> _INPUT RECORDS_
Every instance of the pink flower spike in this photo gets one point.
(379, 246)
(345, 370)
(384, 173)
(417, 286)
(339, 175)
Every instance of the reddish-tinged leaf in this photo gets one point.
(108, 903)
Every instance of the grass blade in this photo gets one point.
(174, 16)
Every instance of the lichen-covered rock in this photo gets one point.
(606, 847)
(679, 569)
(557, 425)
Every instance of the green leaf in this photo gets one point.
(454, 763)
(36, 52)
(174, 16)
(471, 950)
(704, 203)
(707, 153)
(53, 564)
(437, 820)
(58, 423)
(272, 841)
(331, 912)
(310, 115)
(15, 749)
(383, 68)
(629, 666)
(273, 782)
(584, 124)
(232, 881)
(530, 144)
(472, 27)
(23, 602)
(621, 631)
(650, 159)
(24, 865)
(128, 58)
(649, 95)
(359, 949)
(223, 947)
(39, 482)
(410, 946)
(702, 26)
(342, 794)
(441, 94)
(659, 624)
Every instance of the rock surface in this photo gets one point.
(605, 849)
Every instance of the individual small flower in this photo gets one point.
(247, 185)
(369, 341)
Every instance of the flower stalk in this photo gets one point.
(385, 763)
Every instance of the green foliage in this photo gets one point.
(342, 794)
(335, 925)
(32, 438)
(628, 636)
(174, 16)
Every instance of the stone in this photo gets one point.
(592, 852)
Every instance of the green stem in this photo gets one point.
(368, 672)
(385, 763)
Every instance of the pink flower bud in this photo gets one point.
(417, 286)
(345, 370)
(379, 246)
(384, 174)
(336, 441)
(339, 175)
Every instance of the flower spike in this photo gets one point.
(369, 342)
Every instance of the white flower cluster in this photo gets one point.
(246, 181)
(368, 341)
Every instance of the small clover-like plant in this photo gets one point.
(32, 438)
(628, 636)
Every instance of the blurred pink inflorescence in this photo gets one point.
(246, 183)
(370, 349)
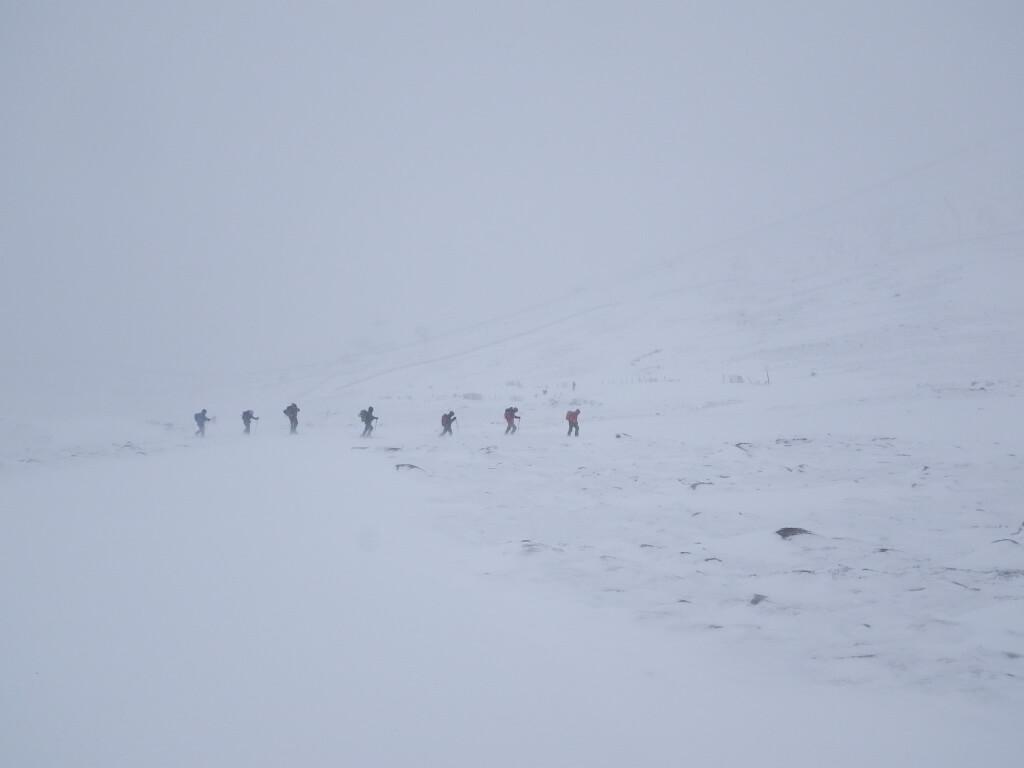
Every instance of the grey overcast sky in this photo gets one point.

> _TASK_
Write out every one of the records above word for word, leaving out the pictures.

> _RESULT BELOW_
Every instance of the pink flower spike in this photo gets one point.
(379, 246)
(345, 370)
(384, 173)
(417, 286)
(339, 175)
Every instance of the reddish-tinged leaf in this photo gets one point.
(108, 903)
Every instance of the grass blade in this photo gets one point.
(174, 16)
Every instance of the lichen-covered rock in this photo gets one point.
(606, 847)
(679, 569)
(557, 425)
Every instance of the green leaf in this photo gets one point.
(454, 763)
(36, 52)
(174, 16)
(471, 950)
(704, 203)
(707, 153)
(53, 564)
(437, 820)
(58, 423)
(272, 841)
(331, 912)
(310, 115)
(15, 749)
(383, 68)
(629, 666)
(273, 782)
(584, 124)
(232, 881)
(530, 144)
(472, 27)
(23, 602)
(621, 631)
(650, 159)
(24, 865)
(128, 58)
(649, 95)
(359, 949)
(223, 947)
(39, 482)
(410, 946)
(702, 26)
(342, 794)
(441, 94)
(659, 624)
Every instance of the rock surface in this photo gets one point.
(605, 849)
Every instance of the individual small flower in this photo gets one point.
(247, 185)
(369, 341)
Every instance of the flower stalk in this photo gets one point.
(385, 763)
Every instance of the green foliage in this photo gets one point.
(342, 794)
(335, 925)
(32, 438)
(628, 636)
(174, 16)
Every instance of the stone in this photo gets one point.
(592, 852)
Every instance of the green stem in this photo gets one point.
(368, 672)
(385, 763)
Every instance of the pink flower bud in this photo gets one point.
(417, 286)
(345, 370)
(379, 246)
(384, 174)
(336, 441)
(339, 175)
Every instance of the flower spike in this photo gets one point.
(369, 342)
Every instance of the white flower cluster in this photo gets one point.
(246, 181)
(368, 341)
Every instance of the small clover-like plant in this photo gets one point.
(32, 438)
(628, 636)
Every instance of the blurred pink inflorescence in this photo gets one point.
(246, 183)
(370, 349)
Every instance of the grey overcast sky in this photo gets one point.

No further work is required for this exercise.